[TEXT BLOCK — start]

Surgeons exam was not difficult, an average doctor could pass it - examiner
Johannesburg - An examiner involved in the spectacularly-failed test by all would-be professional surgeons from five universities has defended the question paper, saying it was not even difficult.
“Take it from me, the paper is not too difficult for people to pass. It is a standard paper that I believe most people should have passed,” Professor Jay Pillai, a vascular surgeon at the Wits University Donald Gordon Medical Centre, has told The Star.
“Believe me, I’ve looked at the question paper and I’m involved with (setting) questions, they were not something that’s out of this world and that an average doctor cannot pass.
“I spoke to a few registrars from those universities and they were all saying some (questions) were difficult, but I don’t believe that for one minute,” Pillai said.
The pass mark was 50%, and students who obtain 45% were still allowed to proceed to the final round of exams, Pillai said.
He was reacting to reports that irregularities in the question paper may have caused final-year students from Wits University, University of Cape Town, University of Pretoria, Walter Sisulu University and University of the Free State to fail the Fellowship of the College of Surgeons (FCS) exit exam.
The FCS exams are administered by the Colleges of Medicine of South Africa (CMSA). Eight universities sent 46 surgeon students for this exam.

[TEXT BLOCK — finish]

TASKS AND EXERCISES:
**A.** Duplicate the passage from the surgeons' exam report, starting with "He was reacting" and going on through "(FCS) exit exam.".
**B.** According to the surgeons' exam report, how many surgeon students did the eight universities send for the FCS exam?

[SOURCE MATERIAL — start]

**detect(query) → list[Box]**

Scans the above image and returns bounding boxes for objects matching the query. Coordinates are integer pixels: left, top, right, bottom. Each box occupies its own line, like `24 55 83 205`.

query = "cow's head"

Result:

[SOURCE MATERIAL — finish]

SOLUTIONS BY TASK:
**A.**
He was reacting to reports that irregularities in the question paper may have caused final-year students from Wits University, University of Cape Town, University of Pretoria, Walter Sisulu University and University of the Free State to fail the Fellowship of the College of Surgeons (FCS) exit exam.

**B.** 46 surgeon students.